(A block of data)
## BEGIN

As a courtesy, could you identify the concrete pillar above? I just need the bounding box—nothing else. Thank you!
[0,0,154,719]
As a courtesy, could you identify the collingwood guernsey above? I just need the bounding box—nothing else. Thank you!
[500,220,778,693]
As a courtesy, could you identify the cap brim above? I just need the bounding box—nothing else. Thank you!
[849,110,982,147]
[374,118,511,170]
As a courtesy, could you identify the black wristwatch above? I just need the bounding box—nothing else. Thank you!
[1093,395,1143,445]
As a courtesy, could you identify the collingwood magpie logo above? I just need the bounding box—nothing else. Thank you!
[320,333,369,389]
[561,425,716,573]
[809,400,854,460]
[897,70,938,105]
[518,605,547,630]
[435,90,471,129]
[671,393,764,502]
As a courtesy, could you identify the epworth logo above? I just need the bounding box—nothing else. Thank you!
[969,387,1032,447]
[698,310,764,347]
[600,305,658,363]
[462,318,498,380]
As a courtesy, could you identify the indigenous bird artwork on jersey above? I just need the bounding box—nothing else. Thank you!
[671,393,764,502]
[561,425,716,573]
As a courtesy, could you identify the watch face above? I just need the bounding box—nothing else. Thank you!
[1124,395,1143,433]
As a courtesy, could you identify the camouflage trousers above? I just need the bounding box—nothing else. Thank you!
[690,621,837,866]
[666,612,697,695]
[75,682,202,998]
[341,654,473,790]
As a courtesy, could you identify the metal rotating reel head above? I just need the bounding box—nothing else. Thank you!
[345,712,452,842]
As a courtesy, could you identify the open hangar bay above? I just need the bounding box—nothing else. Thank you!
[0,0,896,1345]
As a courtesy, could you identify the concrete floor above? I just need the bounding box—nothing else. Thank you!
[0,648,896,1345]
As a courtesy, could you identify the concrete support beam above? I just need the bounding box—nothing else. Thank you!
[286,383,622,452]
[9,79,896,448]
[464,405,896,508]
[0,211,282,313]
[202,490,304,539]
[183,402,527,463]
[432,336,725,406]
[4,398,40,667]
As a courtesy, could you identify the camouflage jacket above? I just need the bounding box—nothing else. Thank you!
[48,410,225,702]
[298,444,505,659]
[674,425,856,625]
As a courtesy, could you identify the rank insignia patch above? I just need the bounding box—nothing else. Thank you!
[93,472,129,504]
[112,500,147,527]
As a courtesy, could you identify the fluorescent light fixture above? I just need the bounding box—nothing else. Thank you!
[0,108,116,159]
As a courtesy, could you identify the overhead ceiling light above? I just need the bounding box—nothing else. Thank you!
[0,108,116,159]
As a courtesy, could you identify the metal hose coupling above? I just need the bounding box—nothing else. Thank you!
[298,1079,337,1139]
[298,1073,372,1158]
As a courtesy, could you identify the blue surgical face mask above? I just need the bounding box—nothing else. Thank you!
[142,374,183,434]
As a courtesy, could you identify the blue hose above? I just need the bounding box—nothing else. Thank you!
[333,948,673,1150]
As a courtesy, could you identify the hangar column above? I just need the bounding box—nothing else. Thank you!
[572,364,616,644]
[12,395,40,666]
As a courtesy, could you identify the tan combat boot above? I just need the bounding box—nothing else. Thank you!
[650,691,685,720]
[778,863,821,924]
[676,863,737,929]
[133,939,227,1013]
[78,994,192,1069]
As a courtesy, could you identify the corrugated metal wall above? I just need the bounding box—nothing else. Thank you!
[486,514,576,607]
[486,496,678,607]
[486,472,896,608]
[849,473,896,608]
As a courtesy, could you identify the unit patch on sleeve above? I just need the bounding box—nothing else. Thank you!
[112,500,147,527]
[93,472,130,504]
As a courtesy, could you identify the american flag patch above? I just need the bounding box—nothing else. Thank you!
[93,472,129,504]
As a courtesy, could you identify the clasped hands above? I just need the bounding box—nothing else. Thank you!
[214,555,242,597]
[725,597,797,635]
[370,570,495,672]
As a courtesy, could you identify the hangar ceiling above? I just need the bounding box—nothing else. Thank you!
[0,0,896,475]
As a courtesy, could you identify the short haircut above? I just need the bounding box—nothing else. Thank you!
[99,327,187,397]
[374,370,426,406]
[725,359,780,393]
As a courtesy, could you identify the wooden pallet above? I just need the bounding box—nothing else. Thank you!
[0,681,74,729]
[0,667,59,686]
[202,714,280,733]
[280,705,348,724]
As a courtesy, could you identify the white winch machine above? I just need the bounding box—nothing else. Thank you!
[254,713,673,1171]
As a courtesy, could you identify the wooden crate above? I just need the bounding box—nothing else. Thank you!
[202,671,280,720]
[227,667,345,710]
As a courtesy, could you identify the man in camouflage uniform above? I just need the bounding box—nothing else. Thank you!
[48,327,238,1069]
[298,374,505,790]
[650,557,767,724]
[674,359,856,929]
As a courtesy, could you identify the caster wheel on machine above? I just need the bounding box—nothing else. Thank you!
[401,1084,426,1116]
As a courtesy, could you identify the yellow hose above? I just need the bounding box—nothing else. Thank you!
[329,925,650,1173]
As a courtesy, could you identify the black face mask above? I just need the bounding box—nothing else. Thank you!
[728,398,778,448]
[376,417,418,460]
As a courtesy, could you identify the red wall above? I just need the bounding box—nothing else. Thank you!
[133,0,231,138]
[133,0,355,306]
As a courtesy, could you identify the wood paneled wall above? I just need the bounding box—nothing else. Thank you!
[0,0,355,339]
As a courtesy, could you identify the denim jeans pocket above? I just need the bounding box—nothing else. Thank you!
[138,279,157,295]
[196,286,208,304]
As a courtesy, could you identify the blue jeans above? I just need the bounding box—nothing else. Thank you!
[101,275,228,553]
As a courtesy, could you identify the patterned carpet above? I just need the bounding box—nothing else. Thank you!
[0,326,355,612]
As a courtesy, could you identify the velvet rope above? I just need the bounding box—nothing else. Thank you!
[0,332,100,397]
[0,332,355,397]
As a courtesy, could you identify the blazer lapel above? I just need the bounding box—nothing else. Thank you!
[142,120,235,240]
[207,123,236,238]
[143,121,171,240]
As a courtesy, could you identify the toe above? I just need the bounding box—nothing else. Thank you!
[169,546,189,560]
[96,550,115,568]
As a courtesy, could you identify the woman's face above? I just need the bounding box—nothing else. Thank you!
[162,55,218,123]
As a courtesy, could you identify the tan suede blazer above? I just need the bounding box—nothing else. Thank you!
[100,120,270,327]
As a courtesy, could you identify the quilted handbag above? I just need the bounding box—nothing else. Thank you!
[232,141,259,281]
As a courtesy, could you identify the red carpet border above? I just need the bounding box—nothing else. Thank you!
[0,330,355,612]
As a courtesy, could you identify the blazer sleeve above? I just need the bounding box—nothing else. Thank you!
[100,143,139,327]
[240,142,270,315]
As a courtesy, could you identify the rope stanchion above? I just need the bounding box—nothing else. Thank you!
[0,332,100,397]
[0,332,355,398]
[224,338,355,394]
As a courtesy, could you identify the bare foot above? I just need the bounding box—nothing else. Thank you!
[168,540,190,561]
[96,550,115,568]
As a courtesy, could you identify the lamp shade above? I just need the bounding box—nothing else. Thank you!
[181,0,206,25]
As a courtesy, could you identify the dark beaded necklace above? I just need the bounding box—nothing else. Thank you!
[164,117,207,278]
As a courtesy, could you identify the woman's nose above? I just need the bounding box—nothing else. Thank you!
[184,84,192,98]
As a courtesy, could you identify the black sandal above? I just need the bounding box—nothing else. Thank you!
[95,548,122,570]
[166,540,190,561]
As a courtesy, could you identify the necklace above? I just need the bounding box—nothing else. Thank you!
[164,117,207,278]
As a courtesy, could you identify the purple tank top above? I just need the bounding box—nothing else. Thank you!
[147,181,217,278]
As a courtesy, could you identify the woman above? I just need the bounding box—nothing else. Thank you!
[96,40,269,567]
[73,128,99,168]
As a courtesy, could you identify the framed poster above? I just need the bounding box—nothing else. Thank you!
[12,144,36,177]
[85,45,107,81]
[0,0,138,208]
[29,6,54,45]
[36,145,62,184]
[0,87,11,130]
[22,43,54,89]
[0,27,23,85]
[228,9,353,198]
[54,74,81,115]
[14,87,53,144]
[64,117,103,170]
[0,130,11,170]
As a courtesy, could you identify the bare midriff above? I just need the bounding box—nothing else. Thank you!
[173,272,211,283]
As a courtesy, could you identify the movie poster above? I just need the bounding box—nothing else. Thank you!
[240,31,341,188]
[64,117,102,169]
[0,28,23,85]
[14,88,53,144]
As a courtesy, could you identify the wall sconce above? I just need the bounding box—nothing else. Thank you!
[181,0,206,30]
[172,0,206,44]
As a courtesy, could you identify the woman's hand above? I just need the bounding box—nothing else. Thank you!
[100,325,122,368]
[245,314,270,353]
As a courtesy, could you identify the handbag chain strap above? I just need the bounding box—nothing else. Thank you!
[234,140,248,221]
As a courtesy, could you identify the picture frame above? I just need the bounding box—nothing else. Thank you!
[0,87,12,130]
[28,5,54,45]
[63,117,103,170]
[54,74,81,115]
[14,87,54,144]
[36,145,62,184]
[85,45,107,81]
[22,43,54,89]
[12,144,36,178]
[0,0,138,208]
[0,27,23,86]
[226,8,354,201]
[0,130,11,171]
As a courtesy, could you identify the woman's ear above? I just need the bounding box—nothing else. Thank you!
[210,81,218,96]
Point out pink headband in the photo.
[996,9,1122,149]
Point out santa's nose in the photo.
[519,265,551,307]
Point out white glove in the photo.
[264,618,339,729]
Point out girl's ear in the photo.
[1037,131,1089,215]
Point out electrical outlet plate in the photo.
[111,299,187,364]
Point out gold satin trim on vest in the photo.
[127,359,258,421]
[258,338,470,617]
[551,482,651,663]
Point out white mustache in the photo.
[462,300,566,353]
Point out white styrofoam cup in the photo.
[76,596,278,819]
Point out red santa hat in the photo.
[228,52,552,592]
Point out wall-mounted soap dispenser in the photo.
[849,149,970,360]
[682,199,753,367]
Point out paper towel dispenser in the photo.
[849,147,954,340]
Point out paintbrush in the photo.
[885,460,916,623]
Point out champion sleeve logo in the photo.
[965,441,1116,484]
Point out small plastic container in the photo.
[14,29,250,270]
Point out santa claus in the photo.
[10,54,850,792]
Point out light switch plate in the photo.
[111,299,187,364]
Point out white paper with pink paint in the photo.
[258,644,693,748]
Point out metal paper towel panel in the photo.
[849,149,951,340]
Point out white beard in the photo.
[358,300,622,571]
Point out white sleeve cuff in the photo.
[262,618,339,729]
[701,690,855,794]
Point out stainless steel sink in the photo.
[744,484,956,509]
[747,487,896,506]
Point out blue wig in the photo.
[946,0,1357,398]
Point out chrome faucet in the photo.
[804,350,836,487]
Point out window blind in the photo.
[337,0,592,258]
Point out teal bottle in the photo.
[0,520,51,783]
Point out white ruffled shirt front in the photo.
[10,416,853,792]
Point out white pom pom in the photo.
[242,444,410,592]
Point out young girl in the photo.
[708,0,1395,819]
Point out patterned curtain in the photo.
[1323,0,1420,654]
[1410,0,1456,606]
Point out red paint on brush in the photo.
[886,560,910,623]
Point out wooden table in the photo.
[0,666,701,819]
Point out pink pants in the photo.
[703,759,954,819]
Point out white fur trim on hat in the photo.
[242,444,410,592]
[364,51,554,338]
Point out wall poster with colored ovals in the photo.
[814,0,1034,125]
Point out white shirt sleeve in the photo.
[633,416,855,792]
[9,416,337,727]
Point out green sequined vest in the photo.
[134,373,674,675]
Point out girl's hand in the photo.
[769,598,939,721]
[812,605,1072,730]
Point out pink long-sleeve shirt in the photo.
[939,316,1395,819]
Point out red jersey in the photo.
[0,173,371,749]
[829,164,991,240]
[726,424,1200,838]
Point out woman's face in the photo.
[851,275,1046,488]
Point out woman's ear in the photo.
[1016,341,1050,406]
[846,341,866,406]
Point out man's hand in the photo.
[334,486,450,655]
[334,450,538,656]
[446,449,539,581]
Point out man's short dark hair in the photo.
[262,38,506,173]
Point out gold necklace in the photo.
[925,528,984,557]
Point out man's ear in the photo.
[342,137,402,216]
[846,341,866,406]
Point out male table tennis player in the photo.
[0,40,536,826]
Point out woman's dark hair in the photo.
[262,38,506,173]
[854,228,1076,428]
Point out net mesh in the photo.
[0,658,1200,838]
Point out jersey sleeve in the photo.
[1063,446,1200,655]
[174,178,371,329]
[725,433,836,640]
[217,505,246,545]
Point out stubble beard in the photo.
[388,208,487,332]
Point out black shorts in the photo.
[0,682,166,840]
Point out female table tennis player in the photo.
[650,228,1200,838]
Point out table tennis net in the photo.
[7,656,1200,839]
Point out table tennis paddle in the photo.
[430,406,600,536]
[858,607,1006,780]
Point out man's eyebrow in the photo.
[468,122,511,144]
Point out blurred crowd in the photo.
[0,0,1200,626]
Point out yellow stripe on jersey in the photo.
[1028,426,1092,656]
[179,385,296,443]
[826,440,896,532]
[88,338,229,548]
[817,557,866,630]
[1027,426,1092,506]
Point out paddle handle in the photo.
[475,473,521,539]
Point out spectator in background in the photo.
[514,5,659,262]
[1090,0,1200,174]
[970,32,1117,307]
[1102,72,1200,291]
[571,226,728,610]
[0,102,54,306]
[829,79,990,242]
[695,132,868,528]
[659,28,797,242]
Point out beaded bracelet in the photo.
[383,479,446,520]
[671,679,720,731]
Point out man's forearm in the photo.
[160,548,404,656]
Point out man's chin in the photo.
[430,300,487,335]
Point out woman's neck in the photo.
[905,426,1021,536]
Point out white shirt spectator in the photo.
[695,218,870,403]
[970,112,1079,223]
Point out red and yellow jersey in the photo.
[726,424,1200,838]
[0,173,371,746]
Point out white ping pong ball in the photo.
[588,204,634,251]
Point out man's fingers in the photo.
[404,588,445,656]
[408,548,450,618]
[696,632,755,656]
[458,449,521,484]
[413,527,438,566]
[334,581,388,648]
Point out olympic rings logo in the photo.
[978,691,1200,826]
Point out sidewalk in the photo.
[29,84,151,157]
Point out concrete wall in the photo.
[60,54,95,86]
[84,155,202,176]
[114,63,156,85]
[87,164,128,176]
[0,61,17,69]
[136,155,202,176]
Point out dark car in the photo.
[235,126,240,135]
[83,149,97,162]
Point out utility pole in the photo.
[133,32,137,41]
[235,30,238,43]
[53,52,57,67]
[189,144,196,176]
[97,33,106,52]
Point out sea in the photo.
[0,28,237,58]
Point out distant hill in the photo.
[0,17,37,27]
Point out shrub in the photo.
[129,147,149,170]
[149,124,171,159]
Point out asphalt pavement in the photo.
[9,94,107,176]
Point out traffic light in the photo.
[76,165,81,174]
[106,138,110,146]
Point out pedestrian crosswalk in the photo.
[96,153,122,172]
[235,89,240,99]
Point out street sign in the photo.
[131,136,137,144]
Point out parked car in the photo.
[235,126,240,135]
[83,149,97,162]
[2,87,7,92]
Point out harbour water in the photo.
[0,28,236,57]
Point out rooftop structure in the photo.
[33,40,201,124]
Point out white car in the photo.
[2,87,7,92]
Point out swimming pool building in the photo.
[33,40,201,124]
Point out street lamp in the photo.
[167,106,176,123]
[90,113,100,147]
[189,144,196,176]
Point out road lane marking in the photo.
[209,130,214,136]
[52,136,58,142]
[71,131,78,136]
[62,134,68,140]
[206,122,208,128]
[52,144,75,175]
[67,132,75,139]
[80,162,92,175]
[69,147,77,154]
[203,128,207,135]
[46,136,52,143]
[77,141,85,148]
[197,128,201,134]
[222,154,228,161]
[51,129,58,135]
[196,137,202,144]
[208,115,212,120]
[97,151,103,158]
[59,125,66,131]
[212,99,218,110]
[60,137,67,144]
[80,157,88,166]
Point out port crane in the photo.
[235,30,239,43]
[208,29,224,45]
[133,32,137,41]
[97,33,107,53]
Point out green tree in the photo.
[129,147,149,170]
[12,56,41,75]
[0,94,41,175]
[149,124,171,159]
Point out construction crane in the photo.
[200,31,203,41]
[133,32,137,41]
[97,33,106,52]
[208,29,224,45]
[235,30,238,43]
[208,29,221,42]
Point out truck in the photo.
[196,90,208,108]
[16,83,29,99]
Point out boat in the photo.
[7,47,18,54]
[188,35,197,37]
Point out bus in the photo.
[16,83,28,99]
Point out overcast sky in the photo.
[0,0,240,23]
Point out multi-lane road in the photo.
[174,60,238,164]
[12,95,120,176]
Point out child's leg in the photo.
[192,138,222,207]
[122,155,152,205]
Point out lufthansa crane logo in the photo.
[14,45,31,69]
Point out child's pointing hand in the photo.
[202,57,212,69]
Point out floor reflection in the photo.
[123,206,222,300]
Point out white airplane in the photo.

## END

> **Objective**:
From the material above, reproduce every line exactly, starting at the line that contains "Point out pink long-sleeve" and continuing up to and including the line that contains "[905,426,1021,536]".

> **Correct response**:
Point out pink long-sleeve shirt in the photo.
[939,316,1395,819]
Point out red jersey in the photo.
[0,173,371,749]
[829,164,991,240]
[726,424,1200,838]
Point out woman's face in the photo.
[851,275,1046,488]
Point out woman's ear in the photo.
[1016,341,1050,406]
[846,341,866,406]
Point out man's hand in the photo.
[334,486,450,655]
[334,450,538,656]
[446,449,539,581]
Point out man's short dark hair in the photo.
[262,38,506,173]
Point out gold necklace in the photo.
[925,528,984,557]
Point out man's ear in the photo.
[342,137,402,216]
[846,341,866,406]
Point out male table tennis player in the photo.
[0,40,536,826]
Point out woman's dark hair in the photo.
[262,38,506,173]
[854,228,1076,428]
Point out net mesh in the photo.
[0,658,1200,838]
Point out jersey sleeve in the photo.
[1063,446,1200,655]
[174,178,371,329]
[725,433,836,640]
[217,505,246,545]
Point out stubble beard in the photo.
[388,208,487,332]
Point out black shorts in the photo.
[0,682,166,840]
Point out female table tennis player in the photo.
[650,228,1200,838]
Point out table tennis net in the photo.
[7,656,1200,839]
Point out table tennis paddle in the photo.
[430,406,600,536]
[858,607,1006,780]
Point out man's eyebrow in the photo.
[468,122,511,144]
Point out blurred crowd in the photo.
[0,0,1200,626]
Point out yellow stripe on jersey in the photo.
[1028,426,1092,656]
[179,385,296,443]
[826,440,896,532]
[88,338,229,548]
[817,557,866,630]
[1027,426,1092,506]
Point out paddle handle in the photo.
[475,473,521,539]
Point out spectator in background in the photo.
[514,5,659,262]
[1090,0,1200,174]
[970,32,1117,307]
[1102,72,1200,291]
[571,226,728,610]
[0,102,54,306]
[829,79,990,242]
[695,132,868,528]
[659,28,797,242]
Point out beaded bracelet in the photo.
[383,479,446,520]
[671,679,720,731]
Point out man's forearm in the photo.
[160,548,404,656]
Point out man's chin in the photo.
[430,300,487,335]
Point out woman's neck in the photo.
[905,426,1021,536]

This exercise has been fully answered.